**Written problem**
Starting with the line that contains "One point goes on every instance of the fountain" and going on through the end of the records, give those lines again with "walkway" swapped for "footpath" and everything else left as it is.

# # # # # # #

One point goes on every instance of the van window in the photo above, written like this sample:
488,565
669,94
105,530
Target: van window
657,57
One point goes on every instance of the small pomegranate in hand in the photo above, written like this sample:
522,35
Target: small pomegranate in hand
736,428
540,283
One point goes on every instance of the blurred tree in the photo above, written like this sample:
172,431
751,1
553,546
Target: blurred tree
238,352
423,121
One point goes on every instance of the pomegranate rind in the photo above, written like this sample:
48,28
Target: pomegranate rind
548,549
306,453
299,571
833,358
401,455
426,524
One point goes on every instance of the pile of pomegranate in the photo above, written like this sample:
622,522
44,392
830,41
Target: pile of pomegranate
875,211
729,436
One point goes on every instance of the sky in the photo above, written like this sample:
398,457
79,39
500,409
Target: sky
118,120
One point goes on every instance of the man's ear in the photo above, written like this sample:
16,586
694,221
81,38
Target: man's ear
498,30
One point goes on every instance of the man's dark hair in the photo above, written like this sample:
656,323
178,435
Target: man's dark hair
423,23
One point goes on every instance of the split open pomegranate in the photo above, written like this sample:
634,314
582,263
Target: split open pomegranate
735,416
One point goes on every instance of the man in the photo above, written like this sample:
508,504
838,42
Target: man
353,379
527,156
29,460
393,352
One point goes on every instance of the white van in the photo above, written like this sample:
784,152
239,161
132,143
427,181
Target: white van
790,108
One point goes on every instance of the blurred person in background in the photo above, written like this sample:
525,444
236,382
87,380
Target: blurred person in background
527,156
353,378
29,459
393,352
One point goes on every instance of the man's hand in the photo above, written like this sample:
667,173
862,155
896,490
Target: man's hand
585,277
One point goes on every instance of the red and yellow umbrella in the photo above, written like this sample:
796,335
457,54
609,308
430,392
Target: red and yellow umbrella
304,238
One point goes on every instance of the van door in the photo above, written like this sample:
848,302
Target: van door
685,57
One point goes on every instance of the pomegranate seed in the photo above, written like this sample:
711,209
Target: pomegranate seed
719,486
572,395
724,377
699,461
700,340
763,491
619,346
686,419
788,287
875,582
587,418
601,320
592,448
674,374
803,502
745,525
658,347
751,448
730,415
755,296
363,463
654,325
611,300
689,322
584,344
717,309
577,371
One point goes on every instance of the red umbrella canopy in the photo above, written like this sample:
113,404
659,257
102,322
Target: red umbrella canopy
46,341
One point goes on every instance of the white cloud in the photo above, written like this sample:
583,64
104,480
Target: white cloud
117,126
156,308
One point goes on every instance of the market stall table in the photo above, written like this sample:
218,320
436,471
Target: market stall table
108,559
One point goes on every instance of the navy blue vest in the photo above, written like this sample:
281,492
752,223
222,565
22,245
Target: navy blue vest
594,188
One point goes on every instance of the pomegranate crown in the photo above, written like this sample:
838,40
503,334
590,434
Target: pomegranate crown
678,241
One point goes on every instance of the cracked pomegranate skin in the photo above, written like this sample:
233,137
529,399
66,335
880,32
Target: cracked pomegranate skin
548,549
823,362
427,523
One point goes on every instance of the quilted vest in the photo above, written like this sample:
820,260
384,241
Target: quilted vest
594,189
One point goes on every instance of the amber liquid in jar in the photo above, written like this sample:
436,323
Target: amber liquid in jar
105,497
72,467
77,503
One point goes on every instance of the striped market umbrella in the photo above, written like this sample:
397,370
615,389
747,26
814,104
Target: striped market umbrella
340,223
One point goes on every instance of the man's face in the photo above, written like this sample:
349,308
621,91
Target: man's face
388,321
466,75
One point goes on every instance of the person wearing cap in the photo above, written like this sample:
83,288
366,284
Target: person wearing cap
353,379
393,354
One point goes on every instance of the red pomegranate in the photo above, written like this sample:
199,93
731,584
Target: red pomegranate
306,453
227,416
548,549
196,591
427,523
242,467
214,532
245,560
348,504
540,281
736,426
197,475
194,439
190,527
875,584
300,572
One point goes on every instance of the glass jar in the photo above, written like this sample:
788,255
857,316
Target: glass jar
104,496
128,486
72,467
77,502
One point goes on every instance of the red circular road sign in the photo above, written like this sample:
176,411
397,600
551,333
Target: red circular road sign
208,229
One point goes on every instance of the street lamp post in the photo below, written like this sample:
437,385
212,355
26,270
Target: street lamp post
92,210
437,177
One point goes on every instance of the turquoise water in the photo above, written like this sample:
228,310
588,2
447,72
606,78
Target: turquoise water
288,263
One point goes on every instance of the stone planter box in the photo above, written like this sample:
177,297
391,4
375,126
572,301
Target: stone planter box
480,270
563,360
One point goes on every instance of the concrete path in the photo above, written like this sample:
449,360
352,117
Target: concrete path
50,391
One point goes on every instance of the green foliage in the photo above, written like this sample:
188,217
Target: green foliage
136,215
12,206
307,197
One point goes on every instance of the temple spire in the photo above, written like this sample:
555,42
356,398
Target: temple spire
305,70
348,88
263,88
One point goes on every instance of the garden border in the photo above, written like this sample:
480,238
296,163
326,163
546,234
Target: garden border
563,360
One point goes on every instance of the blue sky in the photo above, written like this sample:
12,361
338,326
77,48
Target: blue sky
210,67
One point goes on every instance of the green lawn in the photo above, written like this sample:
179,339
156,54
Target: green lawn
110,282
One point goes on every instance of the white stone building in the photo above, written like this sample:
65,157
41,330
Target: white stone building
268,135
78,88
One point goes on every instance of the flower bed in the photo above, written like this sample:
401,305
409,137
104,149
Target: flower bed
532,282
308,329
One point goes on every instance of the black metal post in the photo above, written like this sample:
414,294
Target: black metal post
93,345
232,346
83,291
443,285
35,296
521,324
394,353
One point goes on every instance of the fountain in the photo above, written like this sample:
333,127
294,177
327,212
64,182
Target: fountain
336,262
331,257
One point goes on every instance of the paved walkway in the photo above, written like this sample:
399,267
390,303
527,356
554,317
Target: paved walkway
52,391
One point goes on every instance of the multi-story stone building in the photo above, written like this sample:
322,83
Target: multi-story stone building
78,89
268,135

# # # # # # #

**Exercise result**
One point goes on every instance of the fountain in the photo above, written like this sample:
333,127
294,177
327,212
64,182
Target: fountain
336,262
331,257
One point goes on every instance of the paved footpath in the photo above, written like this sample:
399,267
390,303
527,356
554,317
Target: paved footpath
52,391
One point goes on every instance of the multi-story stone building in the photo above, written like this sample:
322,83
Target: multi-story stone building
78,89
268,135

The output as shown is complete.